* **TASK PROMPT**
Only the lines from the one containing "of the stacked" through the end of the data below should be copied, each exactly as written and with both ends kept.
BEGIN TASK INPUT
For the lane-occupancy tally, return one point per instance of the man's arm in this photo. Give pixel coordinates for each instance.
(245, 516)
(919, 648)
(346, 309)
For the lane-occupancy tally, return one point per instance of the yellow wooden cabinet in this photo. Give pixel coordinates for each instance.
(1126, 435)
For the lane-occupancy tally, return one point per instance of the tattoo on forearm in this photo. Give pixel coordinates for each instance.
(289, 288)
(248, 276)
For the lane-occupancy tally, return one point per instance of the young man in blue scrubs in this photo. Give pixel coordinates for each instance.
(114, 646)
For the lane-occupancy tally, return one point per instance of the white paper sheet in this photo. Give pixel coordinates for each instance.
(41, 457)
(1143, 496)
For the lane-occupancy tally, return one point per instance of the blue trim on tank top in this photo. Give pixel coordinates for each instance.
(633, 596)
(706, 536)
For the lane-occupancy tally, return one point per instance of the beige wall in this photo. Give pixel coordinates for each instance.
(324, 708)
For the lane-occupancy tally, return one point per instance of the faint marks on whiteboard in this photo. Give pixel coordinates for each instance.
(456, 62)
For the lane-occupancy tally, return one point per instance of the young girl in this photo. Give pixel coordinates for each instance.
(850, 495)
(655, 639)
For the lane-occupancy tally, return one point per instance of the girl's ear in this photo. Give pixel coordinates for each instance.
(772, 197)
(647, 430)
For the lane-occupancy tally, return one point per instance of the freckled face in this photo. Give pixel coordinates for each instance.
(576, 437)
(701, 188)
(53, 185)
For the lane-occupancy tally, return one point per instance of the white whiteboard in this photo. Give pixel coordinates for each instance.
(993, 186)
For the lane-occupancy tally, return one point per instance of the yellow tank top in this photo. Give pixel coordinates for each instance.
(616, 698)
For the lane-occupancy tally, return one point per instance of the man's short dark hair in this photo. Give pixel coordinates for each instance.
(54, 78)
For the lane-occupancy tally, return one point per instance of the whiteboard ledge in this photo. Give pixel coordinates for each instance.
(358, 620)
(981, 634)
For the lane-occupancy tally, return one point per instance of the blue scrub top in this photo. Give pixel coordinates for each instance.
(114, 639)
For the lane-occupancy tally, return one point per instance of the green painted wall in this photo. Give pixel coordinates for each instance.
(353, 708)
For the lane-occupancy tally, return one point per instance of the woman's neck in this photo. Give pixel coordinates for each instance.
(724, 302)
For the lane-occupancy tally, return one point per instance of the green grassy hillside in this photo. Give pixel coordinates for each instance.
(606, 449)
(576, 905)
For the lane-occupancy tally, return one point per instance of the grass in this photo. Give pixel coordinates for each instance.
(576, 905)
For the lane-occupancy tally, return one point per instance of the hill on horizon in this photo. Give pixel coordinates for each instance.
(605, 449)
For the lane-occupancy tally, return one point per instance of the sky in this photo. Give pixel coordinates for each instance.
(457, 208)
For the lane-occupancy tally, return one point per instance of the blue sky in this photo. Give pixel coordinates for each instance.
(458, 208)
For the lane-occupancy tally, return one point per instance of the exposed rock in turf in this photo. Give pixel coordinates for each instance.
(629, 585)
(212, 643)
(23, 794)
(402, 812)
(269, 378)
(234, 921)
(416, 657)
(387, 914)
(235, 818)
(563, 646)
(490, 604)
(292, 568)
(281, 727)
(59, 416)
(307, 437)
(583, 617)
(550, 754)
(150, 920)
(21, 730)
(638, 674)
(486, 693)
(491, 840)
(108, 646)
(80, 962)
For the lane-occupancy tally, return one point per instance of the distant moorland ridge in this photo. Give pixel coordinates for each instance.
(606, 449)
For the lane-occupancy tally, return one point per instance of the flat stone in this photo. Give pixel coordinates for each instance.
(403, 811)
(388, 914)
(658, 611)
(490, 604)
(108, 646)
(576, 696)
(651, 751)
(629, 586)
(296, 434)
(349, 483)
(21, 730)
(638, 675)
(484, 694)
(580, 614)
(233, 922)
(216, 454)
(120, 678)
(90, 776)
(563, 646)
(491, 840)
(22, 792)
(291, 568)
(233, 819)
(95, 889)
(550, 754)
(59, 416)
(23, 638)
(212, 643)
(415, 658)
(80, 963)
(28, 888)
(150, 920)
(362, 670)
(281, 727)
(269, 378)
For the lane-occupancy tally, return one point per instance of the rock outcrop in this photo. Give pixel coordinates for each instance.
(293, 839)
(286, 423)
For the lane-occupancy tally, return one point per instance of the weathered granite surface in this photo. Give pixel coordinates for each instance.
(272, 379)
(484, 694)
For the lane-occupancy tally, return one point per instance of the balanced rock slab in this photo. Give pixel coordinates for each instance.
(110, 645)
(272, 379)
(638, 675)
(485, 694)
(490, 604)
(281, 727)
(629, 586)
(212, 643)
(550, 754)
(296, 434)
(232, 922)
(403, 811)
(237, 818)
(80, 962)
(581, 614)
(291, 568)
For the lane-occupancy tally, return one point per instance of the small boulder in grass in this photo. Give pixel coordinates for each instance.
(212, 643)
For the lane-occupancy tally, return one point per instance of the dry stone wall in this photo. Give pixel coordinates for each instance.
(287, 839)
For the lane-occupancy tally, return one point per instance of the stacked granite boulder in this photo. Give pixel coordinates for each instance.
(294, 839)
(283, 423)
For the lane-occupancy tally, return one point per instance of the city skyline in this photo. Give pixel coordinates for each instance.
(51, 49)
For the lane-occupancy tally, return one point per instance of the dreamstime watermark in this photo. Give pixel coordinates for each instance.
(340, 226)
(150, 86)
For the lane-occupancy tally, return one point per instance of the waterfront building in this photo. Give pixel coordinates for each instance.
END TASK INPUT
* **WRITTEN REPLY**
For the lane-occupancy tally, return one point per instance of the stacked granite boulder in this photo. Give pixel coordinates for each instance.
(294, 839)
(283, 423)
For the lane-occupancy tally, return one point per instance of the city skyline in this photo. Give pixel coordinates for each instance.
(51, 49)
For the lane-occupancy tally, return one point per instance of the dreamstime watermark in this photo. Give pixel coordinates for each instance.
(340, 226)
(150, 86)
For the lane-occupancy tally, return one point per instance of the waterfront building in this photo. Give pixel coordinates for each instance.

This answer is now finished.